Labeled-object pointing entries
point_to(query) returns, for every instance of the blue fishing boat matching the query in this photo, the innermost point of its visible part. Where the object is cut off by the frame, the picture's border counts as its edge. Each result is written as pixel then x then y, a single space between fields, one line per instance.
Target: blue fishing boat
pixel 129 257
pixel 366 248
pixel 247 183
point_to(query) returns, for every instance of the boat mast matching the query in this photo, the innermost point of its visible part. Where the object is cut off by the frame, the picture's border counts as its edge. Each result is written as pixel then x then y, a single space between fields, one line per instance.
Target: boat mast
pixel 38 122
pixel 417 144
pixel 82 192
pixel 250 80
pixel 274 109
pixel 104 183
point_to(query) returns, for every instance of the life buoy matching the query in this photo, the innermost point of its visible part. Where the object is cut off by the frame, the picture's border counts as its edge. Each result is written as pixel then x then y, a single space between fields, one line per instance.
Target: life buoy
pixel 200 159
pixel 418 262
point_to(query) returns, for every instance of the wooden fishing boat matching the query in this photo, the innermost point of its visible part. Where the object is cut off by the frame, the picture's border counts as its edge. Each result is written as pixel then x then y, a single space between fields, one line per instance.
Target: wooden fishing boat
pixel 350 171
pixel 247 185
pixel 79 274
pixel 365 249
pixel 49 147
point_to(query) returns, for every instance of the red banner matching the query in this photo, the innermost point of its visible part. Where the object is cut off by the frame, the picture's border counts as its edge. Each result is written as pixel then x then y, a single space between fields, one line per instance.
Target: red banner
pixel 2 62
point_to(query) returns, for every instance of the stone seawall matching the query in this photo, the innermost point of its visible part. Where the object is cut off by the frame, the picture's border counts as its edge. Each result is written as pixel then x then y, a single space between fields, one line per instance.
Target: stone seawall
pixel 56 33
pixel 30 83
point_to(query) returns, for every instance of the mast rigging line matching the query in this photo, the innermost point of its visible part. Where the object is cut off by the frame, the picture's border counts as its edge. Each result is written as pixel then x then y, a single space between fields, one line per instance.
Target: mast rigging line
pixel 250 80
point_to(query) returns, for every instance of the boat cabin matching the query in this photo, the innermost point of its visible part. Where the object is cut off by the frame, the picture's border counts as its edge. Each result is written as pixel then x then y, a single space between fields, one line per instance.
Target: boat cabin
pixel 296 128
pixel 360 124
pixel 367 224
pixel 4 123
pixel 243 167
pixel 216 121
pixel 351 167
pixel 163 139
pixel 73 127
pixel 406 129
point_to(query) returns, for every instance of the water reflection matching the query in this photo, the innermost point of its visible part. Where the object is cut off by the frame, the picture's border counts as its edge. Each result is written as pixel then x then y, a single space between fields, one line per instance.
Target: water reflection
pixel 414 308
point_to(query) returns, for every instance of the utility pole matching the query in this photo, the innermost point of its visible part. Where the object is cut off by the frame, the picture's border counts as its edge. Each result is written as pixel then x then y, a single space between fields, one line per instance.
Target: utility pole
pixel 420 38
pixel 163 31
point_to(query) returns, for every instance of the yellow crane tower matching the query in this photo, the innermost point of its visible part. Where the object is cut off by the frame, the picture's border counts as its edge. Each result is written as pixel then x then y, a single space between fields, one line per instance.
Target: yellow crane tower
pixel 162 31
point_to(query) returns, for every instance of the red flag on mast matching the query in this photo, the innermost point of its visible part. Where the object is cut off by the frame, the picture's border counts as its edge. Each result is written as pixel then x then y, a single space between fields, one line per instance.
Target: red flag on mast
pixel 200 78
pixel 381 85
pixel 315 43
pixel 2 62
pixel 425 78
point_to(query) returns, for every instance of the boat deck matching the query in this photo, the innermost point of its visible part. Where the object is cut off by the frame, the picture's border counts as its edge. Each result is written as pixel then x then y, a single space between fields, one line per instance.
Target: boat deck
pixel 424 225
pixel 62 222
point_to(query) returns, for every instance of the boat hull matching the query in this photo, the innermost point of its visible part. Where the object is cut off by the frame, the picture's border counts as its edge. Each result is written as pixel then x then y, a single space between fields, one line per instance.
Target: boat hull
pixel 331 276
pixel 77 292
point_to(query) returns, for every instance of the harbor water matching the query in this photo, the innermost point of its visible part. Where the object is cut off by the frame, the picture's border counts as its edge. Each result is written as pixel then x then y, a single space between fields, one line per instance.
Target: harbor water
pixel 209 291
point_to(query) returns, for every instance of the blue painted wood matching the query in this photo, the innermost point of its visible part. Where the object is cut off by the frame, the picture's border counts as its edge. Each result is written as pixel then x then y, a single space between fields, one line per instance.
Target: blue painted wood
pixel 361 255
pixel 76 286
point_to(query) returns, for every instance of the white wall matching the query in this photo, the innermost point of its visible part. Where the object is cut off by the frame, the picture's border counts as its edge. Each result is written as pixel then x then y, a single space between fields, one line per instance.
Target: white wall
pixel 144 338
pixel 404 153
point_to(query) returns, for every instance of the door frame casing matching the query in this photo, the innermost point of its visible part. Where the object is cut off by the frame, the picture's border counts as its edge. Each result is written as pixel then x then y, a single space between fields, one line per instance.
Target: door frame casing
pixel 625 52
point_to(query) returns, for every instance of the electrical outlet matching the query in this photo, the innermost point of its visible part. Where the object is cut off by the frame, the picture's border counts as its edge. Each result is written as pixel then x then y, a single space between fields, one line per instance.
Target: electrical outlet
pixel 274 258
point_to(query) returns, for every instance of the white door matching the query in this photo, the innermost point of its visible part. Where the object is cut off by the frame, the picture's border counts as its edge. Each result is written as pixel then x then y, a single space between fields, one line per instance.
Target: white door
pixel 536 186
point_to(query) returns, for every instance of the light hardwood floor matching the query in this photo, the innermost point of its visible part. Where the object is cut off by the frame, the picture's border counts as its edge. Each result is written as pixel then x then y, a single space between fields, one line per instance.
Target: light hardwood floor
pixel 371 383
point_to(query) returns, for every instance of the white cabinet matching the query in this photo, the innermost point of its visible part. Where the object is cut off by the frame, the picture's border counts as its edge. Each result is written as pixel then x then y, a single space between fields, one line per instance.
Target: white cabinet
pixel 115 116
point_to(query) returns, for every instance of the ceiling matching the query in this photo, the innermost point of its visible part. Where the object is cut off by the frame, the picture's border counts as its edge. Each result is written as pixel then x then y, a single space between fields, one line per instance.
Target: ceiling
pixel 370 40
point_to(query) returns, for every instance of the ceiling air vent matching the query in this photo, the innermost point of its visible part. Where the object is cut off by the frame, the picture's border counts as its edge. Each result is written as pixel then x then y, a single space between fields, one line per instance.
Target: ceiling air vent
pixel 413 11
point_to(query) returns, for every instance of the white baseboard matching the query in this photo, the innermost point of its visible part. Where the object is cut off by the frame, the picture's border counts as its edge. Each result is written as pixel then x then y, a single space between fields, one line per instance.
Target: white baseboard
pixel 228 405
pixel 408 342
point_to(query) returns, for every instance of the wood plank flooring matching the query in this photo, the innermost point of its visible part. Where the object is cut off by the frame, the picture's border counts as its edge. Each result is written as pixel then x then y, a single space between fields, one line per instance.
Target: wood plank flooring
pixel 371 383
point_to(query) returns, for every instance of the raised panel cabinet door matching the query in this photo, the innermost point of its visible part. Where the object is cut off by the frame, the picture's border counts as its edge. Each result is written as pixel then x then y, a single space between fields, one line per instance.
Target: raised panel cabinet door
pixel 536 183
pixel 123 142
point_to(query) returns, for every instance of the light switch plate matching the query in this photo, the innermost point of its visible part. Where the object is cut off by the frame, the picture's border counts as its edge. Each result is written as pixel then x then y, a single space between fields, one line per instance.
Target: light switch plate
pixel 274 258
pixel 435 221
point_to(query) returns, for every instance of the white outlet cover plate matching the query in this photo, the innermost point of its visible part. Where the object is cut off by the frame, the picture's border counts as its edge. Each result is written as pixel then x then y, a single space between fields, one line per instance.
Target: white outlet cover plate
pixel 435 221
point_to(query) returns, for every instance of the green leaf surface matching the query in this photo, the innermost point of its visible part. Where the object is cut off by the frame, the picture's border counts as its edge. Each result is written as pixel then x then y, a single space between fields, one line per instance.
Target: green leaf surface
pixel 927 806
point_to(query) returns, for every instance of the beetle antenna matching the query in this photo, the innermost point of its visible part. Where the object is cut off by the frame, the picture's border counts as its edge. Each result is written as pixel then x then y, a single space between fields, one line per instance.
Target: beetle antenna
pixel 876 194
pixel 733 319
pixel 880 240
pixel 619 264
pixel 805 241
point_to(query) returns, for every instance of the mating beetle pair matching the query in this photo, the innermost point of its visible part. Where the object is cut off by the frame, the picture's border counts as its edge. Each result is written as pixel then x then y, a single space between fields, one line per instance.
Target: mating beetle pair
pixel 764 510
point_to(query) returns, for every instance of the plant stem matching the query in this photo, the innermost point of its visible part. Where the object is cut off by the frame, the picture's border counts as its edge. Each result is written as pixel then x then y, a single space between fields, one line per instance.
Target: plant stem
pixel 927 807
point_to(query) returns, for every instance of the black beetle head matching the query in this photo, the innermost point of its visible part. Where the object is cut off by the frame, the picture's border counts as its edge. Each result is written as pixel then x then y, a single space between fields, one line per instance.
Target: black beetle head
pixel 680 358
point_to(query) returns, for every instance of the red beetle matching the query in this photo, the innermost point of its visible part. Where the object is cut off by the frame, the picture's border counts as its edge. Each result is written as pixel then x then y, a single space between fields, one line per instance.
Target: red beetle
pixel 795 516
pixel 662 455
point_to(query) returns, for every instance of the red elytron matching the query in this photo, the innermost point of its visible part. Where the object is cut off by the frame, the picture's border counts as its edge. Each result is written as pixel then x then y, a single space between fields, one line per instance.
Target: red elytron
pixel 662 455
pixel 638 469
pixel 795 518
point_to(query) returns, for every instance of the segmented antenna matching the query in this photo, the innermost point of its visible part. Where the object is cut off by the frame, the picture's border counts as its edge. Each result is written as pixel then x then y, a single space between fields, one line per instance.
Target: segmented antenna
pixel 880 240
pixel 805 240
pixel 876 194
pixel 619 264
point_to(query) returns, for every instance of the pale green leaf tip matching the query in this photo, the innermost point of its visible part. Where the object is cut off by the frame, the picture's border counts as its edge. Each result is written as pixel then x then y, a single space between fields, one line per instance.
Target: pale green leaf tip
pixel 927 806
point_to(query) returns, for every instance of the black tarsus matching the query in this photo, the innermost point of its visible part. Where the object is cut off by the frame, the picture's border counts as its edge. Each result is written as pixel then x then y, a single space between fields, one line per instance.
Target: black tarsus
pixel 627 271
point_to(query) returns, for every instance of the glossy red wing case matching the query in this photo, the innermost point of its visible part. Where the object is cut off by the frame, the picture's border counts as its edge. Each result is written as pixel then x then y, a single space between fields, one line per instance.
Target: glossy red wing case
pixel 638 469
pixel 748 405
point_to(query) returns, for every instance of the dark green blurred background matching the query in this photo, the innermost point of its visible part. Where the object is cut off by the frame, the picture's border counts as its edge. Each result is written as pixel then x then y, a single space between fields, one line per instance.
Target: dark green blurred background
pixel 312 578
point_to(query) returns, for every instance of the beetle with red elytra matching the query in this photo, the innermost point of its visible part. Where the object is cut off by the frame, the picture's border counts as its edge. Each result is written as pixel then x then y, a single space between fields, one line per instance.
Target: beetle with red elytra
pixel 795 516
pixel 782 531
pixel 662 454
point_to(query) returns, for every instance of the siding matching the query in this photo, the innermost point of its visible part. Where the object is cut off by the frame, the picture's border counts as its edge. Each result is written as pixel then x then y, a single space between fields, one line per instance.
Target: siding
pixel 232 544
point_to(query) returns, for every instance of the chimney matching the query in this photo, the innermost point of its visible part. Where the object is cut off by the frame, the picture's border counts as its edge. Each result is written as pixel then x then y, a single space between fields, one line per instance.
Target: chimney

Given exercise
Write out the lines between the one holding "point_to(query) returns, for every instance of the green" and the one holding "Target: green leaf surface", inclusive, putting "brown leaf surface" in place of "green leaf surface" and keeping everything else the same.

Completed exercise
point_to(query) returns, for every instance of the brown leaf surface matching the query in this photo, the innermost point of its visible part. Where the object is cut off by the frame, the picture's border counts as its edge. Each result is written as pixel then x then y, a single space between fields, one line per instance.
Target: brown leaf surface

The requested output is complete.